What you should do. Exactly as shown below, retype every line of the data.

Records provided.

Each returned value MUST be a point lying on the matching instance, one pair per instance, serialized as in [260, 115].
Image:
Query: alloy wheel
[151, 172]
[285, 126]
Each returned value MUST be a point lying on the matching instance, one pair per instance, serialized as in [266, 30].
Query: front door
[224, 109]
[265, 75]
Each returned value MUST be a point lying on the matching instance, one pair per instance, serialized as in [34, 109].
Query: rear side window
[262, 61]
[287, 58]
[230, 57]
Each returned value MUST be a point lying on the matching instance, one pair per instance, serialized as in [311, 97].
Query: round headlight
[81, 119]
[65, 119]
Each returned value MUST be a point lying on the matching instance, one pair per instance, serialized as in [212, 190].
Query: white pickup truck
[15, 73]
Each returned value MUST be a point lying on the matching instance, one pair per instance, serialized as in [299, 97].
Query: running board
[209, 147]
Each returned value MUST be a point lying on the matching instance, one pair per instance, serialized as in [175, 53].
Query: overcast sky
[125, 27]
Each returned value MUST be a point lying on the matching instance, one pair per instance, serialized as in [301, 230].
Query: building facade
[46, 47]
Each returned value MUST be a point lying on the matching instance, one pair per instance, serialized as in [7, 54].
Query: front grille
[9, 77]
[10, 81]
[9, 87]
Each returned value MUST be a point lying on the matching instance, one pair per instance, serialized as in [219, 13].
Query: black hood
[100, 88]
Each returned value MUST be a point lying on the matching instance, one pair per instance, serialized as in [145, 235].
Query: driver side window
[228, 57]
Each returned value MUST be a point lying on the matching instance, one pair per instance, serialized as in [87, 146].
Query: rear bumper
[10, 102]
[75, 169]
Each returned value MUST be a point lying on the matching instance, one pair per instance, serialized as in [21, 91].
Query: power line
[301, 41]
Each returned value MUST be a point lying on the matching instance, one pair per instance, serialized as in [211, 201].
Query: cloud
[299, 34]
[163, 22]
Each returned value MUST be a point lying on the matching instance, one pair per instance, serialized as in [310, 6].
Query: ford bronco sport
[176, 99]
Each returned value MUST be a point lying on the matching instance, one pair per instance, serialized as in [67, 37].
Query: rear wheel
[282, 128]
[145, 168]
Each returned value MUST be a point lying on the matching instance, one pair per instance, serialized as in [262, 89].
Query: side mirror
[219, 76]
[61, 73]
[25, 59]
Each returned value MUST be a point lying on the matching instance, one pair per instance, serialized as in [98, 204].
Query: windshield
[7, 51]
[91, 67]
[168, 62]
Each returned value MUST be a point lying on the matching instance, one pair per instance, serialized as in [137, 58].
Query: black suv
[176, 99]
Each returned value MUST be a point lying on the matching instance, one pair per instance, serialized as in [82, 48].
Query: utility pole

Reply to the task.
Each returned value MUST be a point lying on the matching instance, one pair per instance, serialized as in [260, 115].
Image:
Query: alloy wheel
[151, 172]
[285, 126]
Each returned value MUST be a point lying on the matching instance, one pair per instance, serialized as in [266, 30].
Query: front door
[224, 109]
[265, 75]
Each returned value MUST be a point lying on the matching instance, one pair per instance, serialized as in [34, 109].
Query: rear side window
[262, 61]
[287, 58]
[230, 57]
Each returned value MUST be a point lying on the matching instance, one pair per instance, serialized as in [311, 97].
Query: round headlight
[81, 119]
[65, 119]
Each returned value MUST be a point lying on the matching instance, one pair per instance, serialized as in [212, 190].
Query: white pickup truck
[15, 73]
Each returned value MUST be a point lying on the matching instance, one pair per instance, serialized as in [299, 97].
Query: running board
[209, 147]
Each returned value MUST be a point lying on the matching instance, one pair per instance, serialized as in [175, 53].
Query: overcast sky
[125, 27]
Each returned value MUST be a point lying on the matching instance, one pair per instance, serialized as in [301, 230].
Query: building facade
[46, 47]
Each returned value MUST be a point lying on the matching instance, one pair per instance, serialized as in [7, 54].
Query: front grille
[9, 77]
[10, 81]
[9, 87]
Each returned value MUST be a point lying on the matching instance, one pair per instance, serialized as in [219, 13].
Query: black hood
[100, 88]
Each returned value MUST be a point lying on the matching instance, one pair per instance, serialized as in [145, 235].
Query: driver side window
[228, 57]
Each returned value MUST be a point lying on the matching instance, one pair per instance, serialized as in [87, 146].
Query: rear bumper
[10, 102]
[75, 169]
Each returned value MUST be a point lying on the matching instance, one pair per instance, serialized as in [21, 91].
Query: power line
[301, 41]
Each returned value MUST be a point lying on the matching instance, one pair per instance, serialized as in [211, 201].
Query: cloud
[299, 34]
[163, 22]
Each returned value MUST be a point lying on the matching instance, one pair per instance, serialized as in [310, 6].
Query: ford bronco sport
[176, 99]
Each returned value MUST be a point lying on the matching instance, one pair per instance, serialized as in [67, 37].
Query: rear wheel
[282, 128]
[145, 168]
Each returned value MUST be a point lying on the matching instance, one pair per instance, serialized as in [262, 89].
Query: side mirror
[219, 76]
[61, 73]
[25, 59]
Each returned value MUST be a point lying on the matching instance, one pair per instance, serialized as in [98, 204].
Query: windshield
[7, 51]
[91, 67]
[168, 62]
Each returned value MUST be a point lying on the matching instance, one pair per instance, serialized as in [137, 58].
Query: black suv
[176, 99]
Each returned value MUST be a point lying on the matching instance, one pair per instance, serialized as in [82, 48].
Query: utility pole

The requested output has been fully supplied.